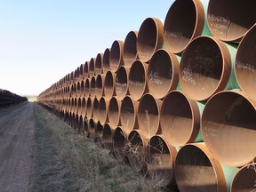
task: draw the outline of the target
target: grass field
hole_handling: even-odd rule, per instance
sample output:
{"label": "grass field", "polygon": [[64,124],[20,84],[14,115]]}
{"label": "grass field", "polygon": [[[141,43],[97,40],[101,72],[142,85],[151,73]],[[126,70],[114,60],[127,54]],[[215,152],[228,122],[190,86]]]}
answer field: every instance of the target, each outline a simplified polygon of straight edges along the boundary
{"label": "grass field", "polygon": [[172,191],[161,180],[134,172],[112,154],[35,103],[32,191]]}

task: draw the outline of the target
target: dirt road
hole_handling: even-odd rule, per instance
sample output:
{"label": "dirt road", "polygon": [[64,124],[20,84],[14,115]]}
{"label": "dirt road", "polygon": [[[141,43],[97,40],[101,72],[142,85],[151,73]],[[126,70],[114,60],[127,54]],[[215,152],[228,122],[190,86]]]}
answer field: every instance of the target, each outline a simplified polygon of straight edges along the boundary
{"label": "dirt road", "polygon": [[33,103],[0,117],[0,191],[27,192],[33,170]]}

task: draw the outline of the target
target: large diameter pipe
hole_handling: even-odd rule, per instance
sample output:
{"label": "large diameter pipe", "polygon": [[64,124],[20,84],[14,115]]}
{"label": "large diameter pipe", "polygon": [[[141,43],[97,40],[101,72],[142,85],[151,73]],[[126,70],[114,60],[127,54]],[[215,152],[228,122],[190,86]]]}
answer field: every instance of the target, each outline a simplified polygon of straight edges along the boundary
{"label": "large diameter pipe", "polygon": [[124,66],[121,66],[116,71],[115,92],[120,100],[129,94],[129,72],[130,69]]}
{"label": "large diameter pipe", "polygon": [[110,70],[110,49],[107,48],[103,54],[103,73]]}
{"label": "large diameter pipe", "polygon": [[175,185],[174,163],[176,148],[161,135],[155,135],[148,141],[148,171],[151,177],[162,179],[163,187]]}
{"label": "large diameter pipe", "polygon": [[243,166],[256,157],[255,119],[255,105],[242,92],[220,92],[204,109],[203,139],[219,161]]}
{"label": "large diameter pipe", "polygon": [[89,77],[92,77],[95,75],[95,62],[96,59],[92,58],[89,63]]}
{"label": "large diameter pipe", "polygon": [[128,142],[127,134],[123,132],[121,127],[115,130],[113,136],[114,155],[118,162],[124,162],[126,158],[126,148]]}
{"label": "large diameter pipe", "polygon": [[108,122],[108,106],[109,100],[105,100],[104,97],[101,97],[99,103],[99,121],[101,124]]}
{"label": "large diameter pipe", "polygon": [[96,77],[96,84],[95,84],[95,97],[100,100],[102,96],[104,96],[104,80],[105,76],[102,74],[99,74]]}
{"label": "large diameter pipe", "polygon": [[137,60],[137,37],[138,31],[130,31],[124,44],[124,63],[127,68],[131,68]]}
{"label": "large diameter pipe", "polygon": [[84,79],[89,77],[89,61],[86,61],[84,63]]}
{"label": "large diameter pipe", "polygon": [[110,69],[116,72],[118,68],[124,65],[124,42],[116,40],[113,42],[110,49]]}
{"label": "large diameter pipe", "polygon": [[104,94],[106,100],[110,100],[116,95],[115,91],[116,74],[112,71],[108,71],[104,81]]}
{"label": "large diameter pipe", "polygon": [[131,96],[126,96],[121,104],[121,124],[122,129],[126,132],[131,132],[133,129],[138,129],[138,106],[139,102],[133,100]]}
{"label": "large diameter pipe", "polygon": [[103,53],[98,53],[95,60],[95,76],[103,72]]}
{"label": "large diameter pipe", "polygon": [[112,129],[109,124],[105,124],[103,126],[103,147],[104,148],[112,150],[113,149],[113,136],[115,130]]}
{"label": "large diameter pipe", "polygon": [[103,125],[99,121],[95,126],[95,141],[103,144]]}
{"label": "large diameter pipe", "polygon": [[147,18],[141,24],[137,40],[138,58],[148,62],[156,50],[164,44],[164,27],[157,18]]}
{"label": "large diameter pipe", "polygon": [[86,116],[88,119],[90,119],[91,117],[92,117],[92,110],[93,110],[93,108],[92,108],[92,103],[93,103],[93,100],[91,99],[91,97],[89,97],[87,99],[87,107],[86,107]]}
{"label": "large diameter pipe", "polygon": [[242,39],[236,56],[235,72],[241,89],[256,100],[256,25]]}
{"label": "large diameter pipe", "polygon": [[192,100],[206,100],[228,87],[231,65],[231,56],[224,43],[215,37],[199,36],[182,54],[180,85]]}
{"label": "large diameter pipe", "polygon": [[203,143],[188,144],[179,150],[175,177],[180,191],[227,191],[220,163]]}
{"label": "large diameter pipe", "polygon": [[96,124],[93,118],[90,118],[89,126],[88,126],[88,136],[92,138],[93,140],[95,139],[95,126],[96,126]]}
{"label": "large diameter pipe", "polygon": [[146,138],[151,138],[161,133],[160,110],[162,100],[155,99],[152,94],[146,93],[141,98],[138,108],[138,123],[141,133]]}
{"label": "large diameter pipe", "polygon": [[254,192],[256,189],[256,164],[242,167],[232,181],[230,192]]}
{"label": "large diameter pipe", "polygon": [[210,0],[207,21],[211,32],[222,41],[239,42],[256,22],[255,7],[252,0]]}
{"label": "large diameter pipe", "polygon": [[84,84],[84,95],[85,99],[88,99],[91,95],[91,81],[90,78],[86,78]]}
{"label": "large diameter pipe", "polygon": [[203,33],[204,23],[204,7],[200,0],[174,1],[164,25],[164,39],[167,49],[174,53],[181,53],[194,38]]}
{"label": "large diameter pipe", "polygon": [[90,97],[94,99],[96,96],[96,78],[95,76],[92,76],[90,82]]}
{"label": "large diameter pipe", "polygon": [[99,100],[95,98],[92,103],[92,115],[95,123],[99,121]]}
{"label": "large diameter pipe", "polygon": [[149,61],[147,76],[149,92],[156,99],[163,99],[178,86],[177,57],[167,50],[157,50]]}
{"label": "large diameter pipe", "polygon": [[121,125],[121,101],[116,97],[112,97],[108,106],[109,125],[113,128]]}
{"label": "large diameter pipe", "polygon": [[139,100],[148,92],[147,84],[148,64],[135,60],[129,73],[129,93],[134,100]]}
{"label": "large diameter pipe", "polygon": [[186,143],[203,141],[198,105],[181,91],[172,91],[164,99],[160,124],[171,145],[181,147]]}
{"label": "large diameter pipe", "polygon": [[147,169],[147,148],[148,139],[139,130],[132,131],[128,135],[127,157],[129,164],[135,172]]}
******************************
▶ **SET PROBLEM**
Leave every image out, and retype the material exactly.

▶ **WRITTEN SOLUTION**
task: draw the outline of the target
target: grass field
hole_handling: even-odd rule, per instance
sample output:
{"label": "grass field", "polygon": [[64,124],[20,84],[14,115]]}
{"label": "grass field", "polygon": [[[141,43],[97,40],[101,72],[142,85],[151,73]],[[126,70],[114,60],[127,54]],[[215,152],[228,122],[190,86]]]}
answer field: every instance of the target, each outline a simplified polygon of straight edges along the boundary
{"label": "grass field", "polygon": [[172,191],[161,180],[134,172],[112,154],[35,103],[32,191]]}

task: draw the outline of the target
target: dirt road
hole_handling: even-odd rule, per instance
sample output:
{"label": "dirt road", "polygon": [[64,124],[20,84],[14,115]]}
{"label": "dirt road", "polygon": [[[141,43],[97,40],[101,72],[142,85],[151,73]],[[126,70],[114,60],[127,54]],[[215,152],[228,122],[190,86]]]}
answer field: every instance of the target, each outline a simplified polygon of straight edges along the boundary
{"label": "dirt road", "polygon": [[33,103],[0,117],[0,191],[27,192],[33,170]]}

task: draw the outline of the target
target: large diameter pipe
hole_handling: even-odd rule, per instance
sample output:
{"label": "large diameter pipe", "polygon": [[64,124],[20,84],[14,115]]}
{"label": "large diameter pipe", "polygon": [[[141,43],[97,40],[101,72],[142,85],[151,73]],[[126,70],[114,60],[127,54]],[[215,152],[228,122],[190,86]]]}
answer field: every instance of the target, each outline a simplified polygon of straight edges along the boundary
{"label": "large diameter pipe", "polygon": [[124,66],[121,66],[116,71],[115,92],[120,100],[129,94],[129,72],[130,69]]}
{"label": "large diameter pipe", "polygon": [[110,70],[110,49],[107,48],[103,54],[103,73]]}
{"label": "large diameter pipe", "polygon": [[175,185],[174,163],[176,148],[161,135],[155,135],[148,141],[148,171],[151,177],[162,179],[163,187]]}
{"label": "large diameter pipe", "polygon": [[243,166],[256,157],[255,119],[255,105],[242,92],[220,92],[204,109],[203,139],[219,161]]}
{"label": "large diameter pipe", "polygon": [[89,77],[92,77],[95,75],[95,62],[96,59],[92,58],[89,63]]}
{"label": "large diameter pipe", "polygon": [[128,142],[127,134],[123,132],[121,127],[115,130],[113,136],[114,155],[118,162],[124,162],[126,158],[126,148]]}
{"label": "large diameter pipe", "polygon": [[108,122],[108,106],[109,100],[105,100],[104,97],[101,97],[99,103],[99,121],[101,124]]}
{"label": "large diameter pipe", "polygon": [[96,77],[96,84],[95,84],[95,97],[100,100],[102,96],[104,96],[104,80],[105,76],[102,74],[99,74]]}
{"label": "large diameter pipe", "polygon": [[137,60],[137,37],[138,31],[130,31],[124,44],[124,63],[127,68],[131,68]]}
{"label": "large diameter pipe", "polygon": [[84,79],[89,77],[89,61],[86,61],[84,63]]}
{"label": "large diameter pipe", "polygon": [[110,69],[116,72],[118,68],[124,65],[124,42],[116,40],[113,42],[110,49]]}
{"label": "large diameter pipe", "polygon": [[104,94],[106,100],[110,100],[116,95],[115,91],[116,74],[112,71],[108,71],[104,81]]}
{"label": "large diameter pipe", "polygon": [[131,96],[126,96],[121,104],[121,124],[122,129],[126,132],[131,132],[133,129],[138,129],[138,106],[139,102],[133,100]]}
{"label": "large diameter pipe", "polygon": [[103,53],[98,53],[95,60],[95,76],[103,72]]}
{"label": "large diameter pipe", "polygon": [[112,129],[109,124],[105,124],[103,126],[103,147],[104,148],[112,150],[113,149],[113,136],[115,130]]}
{"label": "large diameter pipe", "polygon": [[103,125],[99,121],[95,126],[95,141],[103,144]]}
{"label": "large diameter pipe", "polygon": [[147,18],[141,24],[137,40],[138,58],[148,62],[156,50],[164,44],[164,27],[157,18]]}
{"label": "large diameter pipe", "polygon": [[86,116],[88,119],[90,119],[91,117],[92,117],[92,110],[93,110],[93,108],[92,108],[92,103],[93,103],[93,100],[91,99],[91,97],[89,97],[87,99],[87,107],[86,107]]}
{"label": "large diameter pipe", "polygon": [[242,39],[236,56],[235,72],[241,89],[256,100],[256,25]]}
{"label": "large diameter pipe", "polygon": [[192,100],[206,100],[228,87],[231,65],[231,56],[224,43],[215,37],[199,36],[182,54],[180,85]]}
{"label": "large diameter pipe", "polygon": [[203,143],[188,144],[179,150],[175,177],[180,191],[227,191],[220,163]]}
{"label": "large diameter pipe", "polygon": [[96,124],[93,118],[90,118],[89,126],[88,126],[88,136],[92,138],[93,140],[95,139],[95,126],[96,126]]}
{"label": "large diameter pipe", "polygon": [[146,138],[151,138],[161,133],[160,110],[162,100],[155,99],[152,94],[146,93],[141,98],[138,108],[138,123],[141,133]]}
{"label": "large diameter pipe", "polygon": [[254,192],[256,189],[256,164],[242,167],[232,181],[230,192]]}
{"label": "large diameter pipe", "polygon": [[210,0],[207,21],[211,32],[222,41],[239,42],[256,22],[255,7],[252,0]]}
{"label": "large diameter pipe", "polygon": [[84,84],[84,95],[85,99],[88,99],[91,95],[91,81],[90,78],[86,78]]}
{"label": "large diameter pipe", "polygon": [[203,33],[204,23],[204,7],[200,0],[174,1],[164,25],[164,39],[167,49],[174,53],[181,53],[194,38]]}
{"label": "large diameter pipe", "polygon": [[90,97],[94,99],[96,96],[96,78],[95,76],[92,76],[90,82]]}
{"label": "large diameter pipe", "polygon": [[99,100],[95,98],[92,103],[92,115],[95,123],[99,121]]}
{"label": "large diameter pipe", "polygon": [[149,61],[147,76],[149,92],[156,99],[163,99],[178,86],[177,57],[167,50],[157,50]]}
{"label": "large diameter pipe", "polygon": [[121,125],[121,101],[116,97],[112,97],[108,106],[109,125],[113,128]]}
{"label": "large diameter pipe", "polygon": [[139,100],[148,92],[147,84],[148,64],[135,60],[129,73],[129,93],[134,100]]}
{"label": "large diameter pipe", "polygon": [[186,143],[203,141],[198,105],[181,91],[172,91],[164,99],[160,124],[171,145],[181,147]]}
{"label": "large diameter pipe", "polygon": [[147,169],[147,148],[148,139],[139,130],[132,131],[128,135],[127,157],[129,164],[135,172]]}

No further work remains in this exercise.